• **Stated exercise**
Repeat the following lines word for word, with no changes.

(Excerpts from a point labeling dataset)
######

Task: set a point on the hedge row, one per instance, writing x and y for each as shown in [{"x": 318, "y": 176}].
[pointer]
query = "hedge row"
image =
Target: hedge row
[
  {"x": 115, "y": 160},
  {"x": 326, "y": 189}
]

######

• **Output for this exercise**
Task: set a point on the hedge row, one per instance, writing x and y for each as shown in [{"x": 318, "y": 176}].
[pointer]
query = "hedge row"
image =
Target: hedge row
[
  {"x": 115, "y": 160},
  {"x": 326, "y": 189}
]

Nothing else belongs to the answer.